• [PROBLEM TO SOLVE] Work out how many lines in the entries below contain the string "jacket". Reply with that figure alone.
[PROVIDED DATA — start]
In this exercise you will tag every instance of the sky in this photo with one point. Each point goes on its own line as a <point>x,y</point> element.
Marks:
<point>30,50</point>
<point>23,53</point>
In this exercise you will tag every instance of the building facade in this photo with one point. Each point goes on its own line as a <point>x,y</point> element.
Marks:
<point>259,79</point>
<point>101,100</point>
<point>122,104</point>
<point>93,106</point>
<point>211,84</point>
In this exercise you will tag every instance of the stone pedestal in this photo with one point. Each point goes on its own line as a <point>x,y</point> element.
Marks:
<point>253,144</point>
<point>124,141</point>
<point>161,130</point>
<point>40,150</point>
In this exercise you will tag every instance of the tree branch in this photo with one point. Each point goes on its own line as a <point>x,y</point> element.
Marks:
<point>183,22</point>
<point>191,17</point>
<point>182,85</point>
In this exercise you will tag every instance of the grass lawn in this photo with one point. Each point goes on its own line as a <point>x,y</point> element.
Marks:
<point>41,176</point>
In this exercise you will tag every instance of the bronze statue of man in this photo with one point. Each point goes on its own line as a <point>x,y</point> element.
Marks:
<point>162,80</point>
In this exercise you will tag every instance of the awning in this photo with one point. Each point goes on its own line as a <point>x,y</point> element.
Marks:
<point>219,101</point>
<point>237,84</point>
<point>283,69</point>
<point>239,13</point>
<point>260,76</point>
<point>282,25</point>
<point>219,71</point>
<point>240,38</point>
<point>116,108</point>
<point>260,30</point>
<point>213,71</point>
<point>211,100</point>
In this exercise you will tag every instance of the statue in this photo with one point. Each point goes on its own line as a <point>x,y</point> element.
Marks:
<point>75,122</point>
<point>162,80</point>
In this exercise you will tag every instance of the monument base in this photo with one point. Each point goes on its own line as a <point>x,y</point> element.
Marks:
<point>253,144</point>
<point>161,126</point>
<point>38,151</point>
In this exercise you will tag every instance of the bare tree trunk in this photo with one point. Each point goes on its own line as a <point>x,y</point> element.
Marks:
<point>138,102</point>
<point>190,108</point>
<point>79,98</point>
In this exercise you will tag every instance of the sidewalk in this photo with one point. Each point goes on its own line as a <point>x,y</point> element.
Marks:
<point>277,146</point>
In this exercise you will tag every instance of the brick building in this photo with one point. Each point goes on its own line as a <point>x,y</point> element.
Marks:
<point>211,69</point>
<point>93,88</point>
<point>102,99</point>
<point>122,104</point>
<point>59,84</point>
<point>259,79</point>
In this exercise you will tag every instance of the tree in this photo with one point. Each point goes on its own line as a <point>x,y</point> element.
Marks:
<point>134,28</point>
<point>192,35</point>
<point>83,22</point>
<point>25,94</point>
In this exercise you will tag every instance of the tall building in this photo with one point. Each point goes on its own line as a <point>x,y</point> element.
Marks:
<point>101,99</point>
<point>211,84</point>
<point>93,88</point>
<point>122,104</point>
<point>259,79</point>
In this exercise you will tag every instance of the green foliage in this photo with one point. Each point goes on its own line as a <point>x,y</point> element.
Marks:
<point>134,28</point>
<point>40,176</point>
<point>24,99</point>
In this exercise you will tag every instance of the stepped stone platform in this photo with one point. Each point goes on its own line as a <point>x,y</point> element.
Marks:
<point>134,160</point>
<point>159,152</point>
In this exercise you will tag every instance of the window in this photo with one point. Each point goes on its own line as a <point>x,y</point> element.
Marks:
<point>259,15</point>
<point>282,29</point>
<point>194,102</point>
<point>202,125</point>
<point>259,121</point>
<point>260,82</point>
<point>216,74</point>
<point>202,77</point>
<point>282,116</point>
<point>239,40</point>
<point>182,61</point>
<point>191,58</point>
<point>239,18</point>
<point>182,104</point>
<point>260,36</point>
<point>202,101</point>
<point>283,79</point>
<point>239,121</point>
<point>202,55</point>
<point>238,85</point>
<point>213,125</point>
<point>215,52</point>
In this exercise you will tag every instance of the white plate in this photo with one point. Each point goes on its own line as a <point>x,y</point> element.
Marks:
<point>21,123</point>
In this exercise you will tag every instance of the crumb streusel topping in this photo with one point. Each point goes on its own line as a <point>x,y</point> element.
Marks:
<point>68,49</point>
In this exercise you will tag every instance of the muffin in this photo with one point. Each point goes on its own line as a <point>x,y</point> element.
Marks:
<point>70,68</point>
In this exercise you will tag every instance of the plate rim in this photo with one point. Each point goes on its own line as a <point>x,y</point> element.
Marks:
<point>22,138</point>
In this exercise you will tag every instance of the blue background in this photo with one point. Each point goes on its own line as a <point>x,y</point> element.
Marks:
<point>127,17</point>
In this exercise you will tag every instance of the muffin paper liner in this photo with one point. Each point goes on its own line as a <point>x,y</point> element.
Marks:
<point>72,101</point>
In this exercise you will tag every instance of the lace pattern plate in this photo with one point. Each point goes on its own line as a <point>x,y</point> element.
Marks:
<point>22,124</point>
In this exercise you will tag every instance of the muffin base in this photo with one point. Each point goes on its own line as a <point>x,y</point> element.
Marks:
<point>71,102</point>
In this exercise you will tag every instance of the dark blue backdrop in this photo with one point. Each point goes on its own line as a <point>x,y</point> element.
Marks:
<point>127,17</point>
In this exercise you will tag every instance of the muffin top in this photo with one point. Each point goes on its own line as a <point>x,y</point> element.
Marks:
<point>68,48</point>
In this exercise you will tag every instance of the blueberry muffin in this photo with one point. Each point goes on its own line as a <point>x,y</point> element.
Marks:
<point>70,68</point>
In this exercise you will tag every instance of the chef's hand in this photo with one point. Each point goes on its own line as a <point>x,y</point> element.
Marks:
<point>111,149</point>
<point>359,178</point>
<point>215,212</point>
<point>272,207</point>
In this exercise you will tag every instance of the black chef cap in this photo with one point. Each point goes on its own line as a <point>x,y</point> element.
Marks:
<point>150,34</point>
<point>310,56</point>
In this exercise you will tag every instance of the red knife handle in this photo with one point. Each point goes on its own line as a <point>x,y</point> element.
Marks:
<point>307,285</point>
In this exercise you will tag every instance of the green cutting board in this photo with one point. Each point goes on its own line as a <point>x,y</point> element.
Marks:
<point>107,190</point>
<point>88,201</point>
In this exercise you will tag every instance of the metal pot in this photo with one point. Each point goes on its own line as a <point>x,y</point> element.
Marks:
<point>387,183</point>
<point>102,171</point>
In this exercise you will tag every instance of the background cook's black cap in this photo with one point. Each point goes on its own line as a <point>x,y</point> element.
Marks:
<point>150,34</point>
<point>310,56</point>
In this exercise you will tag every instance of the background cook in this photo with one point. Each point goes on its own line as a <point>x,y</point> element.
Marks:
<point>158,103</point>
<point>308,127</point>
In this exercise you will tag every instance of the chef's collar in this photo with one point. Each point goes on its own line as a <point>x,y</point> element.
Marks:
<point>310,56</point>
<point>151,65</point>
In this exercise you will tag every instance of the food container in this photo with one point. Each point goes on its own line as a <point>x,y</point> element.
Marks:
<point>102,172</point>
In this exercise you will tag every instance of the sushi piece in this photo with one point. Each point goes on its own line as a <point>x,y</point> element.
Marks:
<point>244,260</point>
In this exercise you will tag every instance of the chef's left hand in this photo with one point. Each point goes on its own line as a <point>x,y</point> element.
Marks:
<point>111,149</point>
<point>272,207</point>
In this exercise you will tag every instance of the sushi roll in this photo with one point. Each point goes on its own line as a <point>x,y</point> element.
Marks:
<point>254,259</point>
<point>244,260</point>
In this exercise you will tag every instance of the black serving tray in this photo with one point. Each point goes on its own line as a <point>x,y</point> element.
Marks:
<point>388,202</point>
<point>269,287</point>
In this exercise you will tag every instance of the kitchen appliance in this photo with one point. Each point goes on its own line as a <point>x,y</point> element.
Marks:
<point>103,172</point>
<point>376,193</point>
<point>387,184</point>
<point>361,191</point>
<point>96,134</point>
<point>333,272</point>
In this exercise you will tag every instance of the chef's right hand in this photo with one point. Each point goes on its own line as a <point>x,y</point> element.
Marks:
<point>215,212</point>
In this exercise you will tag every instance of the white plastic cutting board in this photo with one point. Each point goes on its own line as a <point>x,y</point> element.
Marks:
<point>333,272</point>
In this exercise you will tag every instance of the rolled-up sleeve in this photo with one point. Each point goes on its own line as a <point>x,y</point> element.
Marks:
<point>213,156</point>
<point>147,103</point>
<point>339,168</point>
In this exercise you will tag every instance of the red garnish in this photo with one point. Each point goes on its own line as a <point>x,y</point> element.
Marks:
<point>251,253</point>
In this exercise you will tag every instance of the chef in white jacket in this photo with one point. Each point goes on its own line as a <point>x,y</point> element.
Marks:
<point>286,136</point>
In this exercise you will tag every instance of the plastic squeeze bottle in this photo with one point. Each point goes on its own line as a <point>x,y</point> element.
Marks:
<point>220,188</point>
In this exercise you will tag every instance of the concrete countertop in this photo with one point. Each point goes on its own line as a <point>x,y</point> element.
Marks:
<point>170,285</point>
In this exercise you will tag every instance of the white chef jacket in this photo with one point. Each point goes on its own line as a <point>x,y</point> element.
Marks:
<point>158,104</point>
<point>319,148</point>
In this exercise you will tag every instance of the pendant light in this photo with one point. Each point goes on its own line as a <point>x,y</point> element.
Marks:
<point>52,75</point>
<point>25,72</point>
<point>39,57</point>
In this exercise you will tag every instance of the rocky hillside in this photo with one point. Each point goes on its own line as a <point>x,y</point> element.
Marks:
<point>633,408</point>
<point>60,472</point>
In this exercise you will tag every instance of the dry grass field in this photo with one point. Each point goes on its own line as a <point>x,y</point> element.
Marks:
[PROVIDED DATA — finish]
• [WRITTEN REPLY] 2